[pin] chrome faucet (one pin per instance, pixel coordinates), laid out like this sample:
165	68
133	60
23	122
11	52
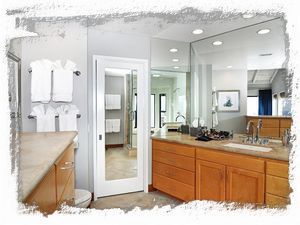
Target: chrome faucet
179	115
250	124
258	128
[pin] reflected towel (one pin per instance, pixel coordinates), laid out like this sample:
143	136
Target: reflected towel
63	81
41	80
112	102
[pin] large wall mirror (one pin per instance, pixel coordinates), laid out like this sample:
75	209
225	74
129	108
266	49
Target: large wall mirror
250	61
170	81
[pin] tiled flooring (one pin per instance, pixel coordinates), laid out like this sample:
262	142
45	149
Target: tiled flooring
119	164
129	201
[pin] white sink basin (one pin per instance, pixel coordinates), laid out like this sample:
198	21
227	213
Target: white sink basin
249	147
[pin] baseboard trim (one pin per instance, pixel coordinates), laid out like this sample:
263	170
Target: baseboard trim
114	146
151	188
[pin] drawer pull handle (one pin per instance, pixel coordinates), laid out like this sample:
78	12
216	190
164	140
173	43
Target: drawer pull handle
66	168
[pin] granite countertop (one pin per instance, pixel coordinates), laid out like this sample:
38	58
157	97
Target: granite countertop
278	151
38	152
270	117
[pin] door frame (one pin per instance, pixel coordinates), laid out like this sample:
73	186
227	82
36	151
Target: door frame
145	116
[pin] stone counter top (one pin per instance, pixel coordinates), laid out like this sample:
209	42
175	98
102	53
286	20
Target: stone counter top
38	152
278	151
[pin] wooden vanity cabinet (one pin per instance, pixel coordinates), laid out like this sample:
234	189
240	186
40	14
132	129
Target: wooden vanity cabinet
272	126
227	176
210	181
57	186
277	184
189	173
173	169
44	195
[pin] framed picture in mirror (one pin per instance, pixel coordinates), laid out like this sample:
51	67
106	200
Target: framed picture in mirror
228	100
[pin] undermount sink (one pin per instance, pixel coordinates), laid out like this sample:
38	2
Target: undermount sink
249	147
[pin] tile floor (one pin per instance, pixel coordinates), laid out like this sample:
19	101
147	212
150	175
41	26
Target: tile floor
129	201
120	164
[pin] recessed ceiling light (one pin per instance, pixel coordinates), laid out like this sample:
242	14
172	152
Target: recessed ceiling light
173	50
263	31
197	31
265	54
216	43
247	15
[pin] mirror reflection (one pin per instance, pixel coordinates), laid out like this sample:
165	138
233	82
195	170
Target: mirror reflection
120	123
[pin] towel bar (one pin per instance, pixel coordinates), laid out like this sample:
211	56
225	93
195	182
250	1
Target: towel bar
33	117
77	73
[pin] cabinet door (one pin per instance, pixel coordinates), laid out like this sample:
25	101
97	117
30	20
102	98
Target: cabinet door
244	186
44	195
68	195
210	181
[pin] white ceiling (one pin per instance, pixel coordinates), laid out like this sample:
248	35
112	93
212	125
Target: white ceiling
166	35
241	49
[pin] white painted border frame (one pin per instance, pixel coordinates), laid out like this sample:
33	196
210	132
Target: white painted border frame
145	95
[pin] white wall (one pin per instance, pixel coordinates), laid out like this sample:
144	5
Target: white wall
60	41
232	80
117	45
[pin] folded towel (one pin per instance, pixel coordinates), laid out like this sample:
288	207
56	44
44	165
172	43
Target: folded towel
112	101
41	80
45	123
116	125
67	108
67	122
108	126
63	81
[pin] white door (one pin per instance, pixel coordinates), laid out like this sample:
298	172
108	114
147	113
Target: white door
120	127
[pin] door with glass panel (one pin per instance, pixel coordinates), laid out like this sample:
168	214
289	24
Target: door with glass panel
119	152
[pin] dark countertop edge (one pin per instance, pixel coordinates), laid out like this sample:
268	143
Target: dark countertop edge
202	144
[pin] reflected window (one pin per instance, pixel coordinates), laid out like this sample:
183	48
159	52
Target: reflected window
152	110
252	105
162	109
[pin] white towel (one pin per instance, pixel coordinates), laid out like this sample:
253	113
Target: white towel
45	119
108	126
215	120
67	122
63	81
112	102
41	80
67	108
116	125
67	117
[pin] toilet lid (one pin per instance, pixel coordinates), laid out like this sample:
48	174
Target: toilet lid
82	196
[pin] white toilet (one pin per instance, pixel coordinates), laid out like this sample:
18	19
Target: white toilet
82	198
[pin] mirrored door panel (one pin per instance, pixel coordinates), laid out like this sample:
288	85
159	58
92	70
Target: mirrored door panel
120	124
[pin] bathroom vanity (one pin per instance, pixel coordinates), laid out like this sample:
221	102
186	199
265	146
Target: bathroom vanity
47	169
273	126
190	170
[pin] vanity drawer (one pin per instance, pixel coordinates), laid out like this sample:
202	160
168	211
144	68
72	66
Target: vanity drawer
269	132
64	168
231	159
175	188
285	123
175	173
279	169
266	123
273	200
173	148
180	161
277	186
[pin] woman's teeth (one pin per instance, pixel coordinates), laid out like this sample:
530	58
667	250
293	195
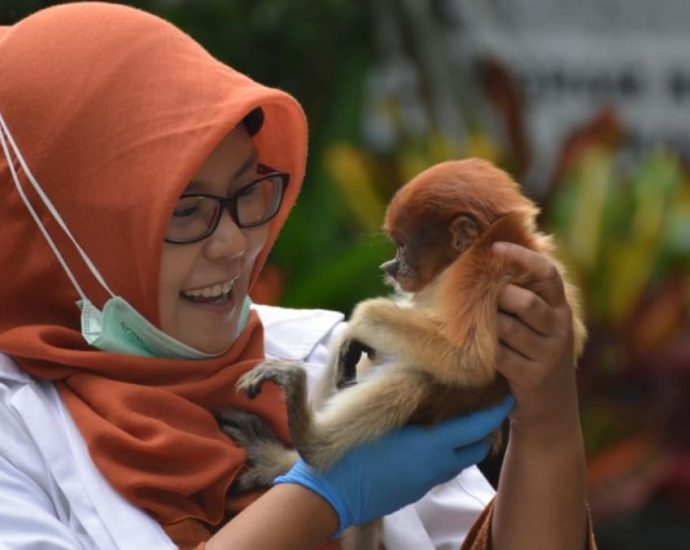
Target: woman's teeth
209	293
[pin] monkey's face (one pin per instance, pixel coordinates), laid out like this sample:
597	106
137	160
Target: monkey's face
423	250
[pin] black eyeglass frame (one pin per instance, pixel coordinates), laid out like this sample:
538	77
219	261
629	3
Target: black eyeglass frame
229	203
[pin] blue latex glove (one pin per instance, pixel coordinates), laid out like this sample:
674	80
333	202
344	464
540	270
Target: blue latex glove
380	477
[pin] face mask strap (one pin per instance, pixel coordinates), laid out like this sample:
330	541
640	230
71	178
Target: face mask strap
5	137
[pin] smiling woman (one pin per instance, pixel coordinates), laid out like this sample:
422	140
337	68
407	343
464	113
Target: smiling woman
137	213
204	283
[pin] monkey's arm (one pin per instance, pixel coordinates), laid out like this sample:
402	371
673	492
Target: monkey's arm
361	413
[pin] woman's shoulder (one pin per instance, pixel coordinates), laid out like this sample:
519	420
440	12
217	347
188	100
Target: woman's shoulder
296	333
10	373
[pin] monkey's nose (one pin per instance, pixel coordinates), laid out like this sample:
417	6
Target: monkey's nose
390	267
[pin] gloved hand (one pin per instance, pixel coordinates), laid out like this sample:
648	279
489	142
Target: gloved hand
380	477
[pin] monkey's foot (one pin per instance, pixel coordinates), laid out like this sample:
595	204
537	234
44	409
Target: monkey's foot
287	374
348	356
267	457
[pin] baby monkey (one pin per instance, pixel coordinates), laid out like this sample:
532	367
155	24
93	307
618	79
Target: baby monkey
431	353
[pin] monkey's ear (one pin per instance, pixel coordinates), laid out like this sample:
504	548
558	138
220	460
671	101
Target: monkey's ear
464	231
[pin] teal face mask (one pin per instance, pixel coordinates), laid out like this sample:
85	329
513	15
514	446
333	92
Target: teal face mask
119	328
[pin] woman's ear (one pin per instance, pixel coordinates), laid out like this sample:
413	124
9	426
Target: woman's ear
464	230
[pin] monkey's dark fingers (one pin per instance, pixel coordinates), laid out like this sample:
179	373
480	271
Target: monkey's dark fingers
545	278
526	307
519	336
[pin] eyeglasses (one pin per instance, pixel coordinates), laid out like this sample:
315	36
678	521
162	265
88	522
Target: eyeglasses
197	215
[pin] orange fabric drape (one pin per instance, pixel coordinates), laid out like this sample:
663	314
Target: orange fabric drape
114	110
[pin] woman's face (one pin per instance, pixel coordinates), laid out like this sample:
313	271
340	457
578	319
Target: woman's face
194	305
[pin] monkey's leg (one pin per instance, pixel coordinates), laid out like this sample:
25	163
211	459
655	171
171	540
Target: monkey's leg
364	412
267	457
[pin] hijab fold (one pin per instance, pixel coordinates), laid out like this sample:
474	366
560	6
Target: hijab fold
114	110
■ ■ ■
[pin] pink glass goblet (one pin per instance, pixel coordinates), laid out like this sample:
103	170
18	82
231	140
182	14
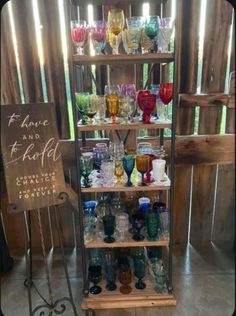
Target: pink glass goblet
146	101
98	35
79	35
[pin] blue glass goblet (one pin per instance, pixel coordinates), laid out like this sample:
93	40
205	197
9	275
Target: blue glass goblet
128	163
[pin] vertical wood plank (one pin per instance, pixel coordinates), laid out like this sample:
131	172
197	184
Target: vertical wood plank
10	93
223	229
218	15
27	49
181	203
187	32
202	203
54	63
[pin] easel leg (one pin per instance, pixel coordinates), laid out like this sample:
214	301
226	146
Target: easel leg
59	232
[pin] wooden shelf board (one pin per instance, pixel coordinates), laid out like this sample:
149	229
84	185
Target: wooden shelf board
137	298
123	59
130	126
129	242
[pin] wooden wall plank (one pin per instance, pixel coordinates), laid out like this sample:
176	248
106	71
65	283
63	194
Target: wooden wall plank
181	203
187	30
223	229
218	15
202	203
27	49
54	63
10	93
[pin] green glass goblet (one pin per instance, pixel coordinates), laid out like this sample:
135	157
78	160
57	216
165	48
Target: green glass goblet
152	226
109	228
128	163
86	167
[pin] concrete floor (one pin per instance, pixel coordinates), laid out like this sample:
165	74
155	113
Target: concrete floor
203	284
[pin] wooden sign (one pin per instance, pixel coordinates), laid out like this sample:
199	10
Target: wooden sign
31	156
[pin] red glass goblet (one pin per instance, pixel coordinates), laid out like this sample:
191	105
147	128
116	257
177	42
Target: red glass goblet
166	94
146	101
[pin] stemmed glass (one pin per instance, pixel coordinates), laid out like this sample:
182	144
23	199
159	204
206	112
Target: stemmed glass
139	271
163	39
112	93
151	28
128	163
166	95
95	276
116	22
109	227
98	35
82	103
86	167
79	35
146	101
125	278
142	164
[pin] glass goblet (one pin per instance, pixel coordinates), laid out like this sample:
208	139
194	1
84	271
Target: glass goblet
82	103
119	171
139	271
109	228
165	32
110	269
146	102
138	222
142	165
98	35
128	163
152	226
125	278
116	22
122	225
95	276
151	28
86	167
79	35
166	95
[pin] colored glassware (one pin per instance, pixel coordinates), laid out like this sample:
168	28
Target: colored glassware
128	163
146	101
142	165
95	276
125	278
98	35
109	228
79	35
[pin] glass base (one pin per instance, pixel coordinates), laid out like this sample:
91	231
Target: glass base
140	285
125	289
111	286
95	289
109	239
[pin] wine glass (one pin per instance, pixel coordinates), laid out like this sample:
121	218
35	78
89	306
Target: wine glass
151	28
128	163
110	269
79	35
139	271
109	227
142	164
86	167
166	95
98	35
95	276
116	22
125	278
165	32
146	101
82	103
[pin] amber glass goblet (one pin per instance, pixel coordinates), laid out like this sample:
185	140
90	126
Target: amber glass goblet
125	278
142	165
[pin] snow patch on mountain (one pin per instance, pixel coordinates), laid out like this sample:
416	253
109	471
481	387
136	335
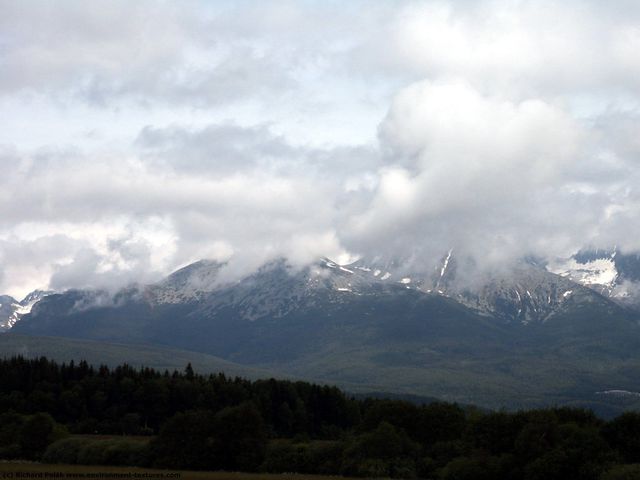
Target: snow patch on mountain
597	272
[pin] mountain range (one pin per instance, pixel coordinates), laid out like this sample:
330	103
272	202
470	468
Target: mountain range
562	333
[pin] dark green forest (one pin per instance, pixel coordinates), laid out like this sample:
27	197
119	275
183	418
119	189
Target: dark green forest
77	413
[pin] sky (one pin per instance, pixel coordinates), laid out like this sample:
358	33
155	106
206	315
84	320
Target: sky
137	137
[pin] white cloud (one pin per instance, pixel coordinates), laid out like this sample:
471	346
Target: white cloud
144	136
■ ■ ■
*WHAT TO PRODUCE*:
State how many lines of the entries above contain the string "snow", treating case as significant. Give only the number.

*THE ANSWER*:
2